TEXTO –
┄┄┄┄┄┄┄┄┄┄┄┄┄┄┄┄┄┄┄┄

Pensando sólo en las universidades estatales –que no son ciertamente las únicas públicas–, lo cierto es que evaluarlas hoy, y también ayer, no es posible sin tener presente el hecho de que la legislación universitaria de la década de los 80, así como las políticas públicas que en materia de educación superior implementó la dictadura, buscaron de manera no confesada, aunque sí cierta y evidente para cualquiera, sustituir ese tipo de instituciones por la oferta privada, en la lógica de que la satisfacción de derechos fundamentales de las personas –a la atención sanitaria, a la educación, a una previsión oportuna y justa– debía ser transformada en una nueva oportunidad de negocios para inversionistas privados cuyo objetivo principal, naturalmente, es siempre el mismo: maximizar sus beneficios propios.

—¿Cuál es su posición frente a la discusión que ha originado en ciertos círculos la “sacralización” de los papers como la forma más validada de producir conocimiento?

┄┄┄┄┄┄┄┄┄┄┄┄┄┄┄┄┄┄┄┄

REGISTROS PROPORCIONADOS –
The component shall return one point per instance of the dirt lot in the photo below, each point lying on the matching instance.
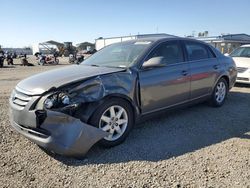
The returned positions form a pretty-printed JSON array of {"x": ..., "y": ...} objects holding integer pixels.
[{"x": 198, "y": 146}]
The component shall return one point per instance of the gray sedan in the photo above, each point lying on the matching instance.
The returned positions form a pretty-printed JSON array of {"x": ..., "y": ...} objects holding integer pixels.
[{"x": 69, "y": 109}]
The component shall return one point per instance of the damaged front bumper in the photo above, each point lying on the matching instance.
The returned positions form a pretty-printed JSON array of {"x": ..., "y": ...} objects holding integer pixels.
[{"x": 60, "y": 133}]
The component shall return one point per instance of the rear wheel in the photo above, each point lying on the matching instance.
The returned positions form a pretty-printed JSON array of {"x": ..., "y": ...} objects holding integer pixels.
[
  {"x": 220, "y": 93},
  {"x": 116, "y": 118}
]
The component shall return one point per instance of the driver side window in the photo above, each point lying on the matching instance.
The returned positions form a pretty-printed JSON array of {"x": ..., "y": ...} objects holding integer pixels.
[{"x": 170, "y": 51}]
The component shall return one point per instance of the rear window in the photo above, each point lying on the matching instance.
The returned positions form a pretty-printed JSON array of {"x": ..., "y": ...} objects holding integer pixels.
[{"x": 196, "y": 51}]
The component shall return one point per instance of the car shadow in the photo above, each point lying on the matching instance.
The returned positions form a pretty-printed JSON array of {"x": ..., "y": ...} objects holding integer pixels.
[{"x": 177, "y": 133}]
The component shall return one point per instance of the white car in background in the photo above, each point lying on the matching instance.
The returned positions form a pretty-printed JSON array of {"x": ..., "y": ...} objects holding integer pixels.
[{"x": 241, "y": 56}]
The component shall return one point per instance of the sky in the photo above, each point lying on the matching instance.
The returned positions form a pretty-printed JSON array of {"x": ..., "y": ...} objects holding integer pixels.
[{"x": 26, "y": 22}]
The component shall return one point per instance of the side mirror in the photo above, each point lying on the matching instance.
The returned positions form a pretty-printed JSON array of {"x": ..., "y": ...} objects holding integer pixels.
[{"x": 154, "y": 62}]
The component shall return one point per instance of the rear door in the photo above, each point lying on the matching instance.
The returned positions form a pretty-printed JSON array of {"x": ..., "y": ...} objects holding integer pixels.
[
  {"x": 166, "y": 86},
  {"x": 204, "y": 68}
]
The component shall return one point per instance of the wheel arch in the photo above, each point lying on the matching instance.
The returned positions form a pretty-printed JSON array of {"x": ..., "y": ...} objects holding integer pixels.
[{"x": 117, "y": 96}]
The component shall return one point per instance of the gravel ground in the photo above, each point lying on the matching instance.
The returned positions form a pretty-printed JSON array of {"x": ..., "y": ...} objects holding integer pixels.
[{"x": 198, "y": 146}]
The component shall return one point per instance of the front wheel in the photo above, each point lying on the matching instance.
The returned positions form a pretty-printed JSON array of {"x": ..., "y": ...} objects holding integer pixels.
[
  {"x": 116, "y": 118},
  {"x": 220, "y": 93}
]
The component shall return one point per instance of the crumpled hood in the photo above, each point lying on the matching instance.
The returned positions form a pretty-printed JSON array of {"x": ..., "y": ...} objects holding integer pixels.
[
  {"x": 42, "y": 82},
  {"x": 242, "y": 61}
]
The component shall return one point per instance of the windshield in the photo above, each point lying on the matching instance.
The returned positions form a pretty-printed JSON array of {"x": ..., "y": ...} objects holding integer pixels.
[
  {"x": 118, "y": 55},
  {"x": 241, "y": 52}
]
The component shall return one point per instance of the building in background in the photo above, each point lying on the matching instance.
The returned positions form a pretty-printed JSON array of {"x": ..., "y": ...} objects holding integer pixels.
[
  {"x": 18, "y": 51},
  {"x": 227, "y": 43},
  {"x": 102, "y": 42}
]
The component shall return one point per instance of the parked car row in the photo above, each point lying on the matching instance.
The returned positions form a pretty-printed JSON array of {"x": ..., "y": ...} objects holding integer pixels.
[{"x": 241, "y": 56}]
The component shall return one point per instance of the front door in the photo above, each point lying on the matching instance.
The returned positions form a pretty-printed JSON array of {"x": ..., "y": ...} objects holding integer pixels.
[{"x": 162, "y": 87}]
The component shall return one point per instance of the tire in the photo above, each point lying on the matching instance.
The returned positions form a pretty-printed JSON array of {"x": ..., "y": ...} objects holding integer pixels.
[
  {"x": 219, "y": 94},
  {"x": 118, "y": 122}
]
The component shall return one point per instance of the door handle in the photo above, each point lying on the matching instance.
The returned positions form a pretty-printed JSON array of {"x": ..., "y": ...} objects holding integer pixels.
[
  {"x": 184, "y": 73},
  {"x": 216, "y": 67}
]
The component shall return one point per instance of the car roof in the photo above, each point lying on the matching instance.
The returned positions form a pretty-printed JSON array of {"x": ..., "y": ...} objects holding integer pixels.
[{"x": 164, "y": 38}]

┄┄┄┄┄┄┄┄┄┄┄┄┄┄┄┄┄┄┄┄

EJERCICIOS PROPUESTOS –
(1) Indique si cada afirmación concuerda con el texto y cite las palabras que lo demuestran: (a) las universidades estatales son las únicas universidades públicas; (b) la legislación universitaria mencionada corresponde a la década de los 80; (c) el objetivo principal de los inversionistas privados es maximizar sus beneficios propios.
(2) Responda, por favor, estas preguntas a partir del texto:
(a) ¿Qué derechos fundamentales de las personas se mencionan?
(b) ¿Quién implementó las políticas públicas en materia de educación superior?
(c) ¿Qué palabra aparece entre comillas en la pregunta final?

RESPUESTAS DE LA ACTIVIDAD –
(1)
(a) No: «que no son ciertamente las únicas públicas».
(b) Sí: «la legislación universitaria de la década de los 80».
(c) Sí: «cuyo objetivo principal, naturalmente, es siempre el mismo: maximizar sus beneficios propios».

(2)
(a) A la atención sanitaria, a la educación y a una previsión oportuna y justa.
(b) La dictadura.
(c) «sacralización».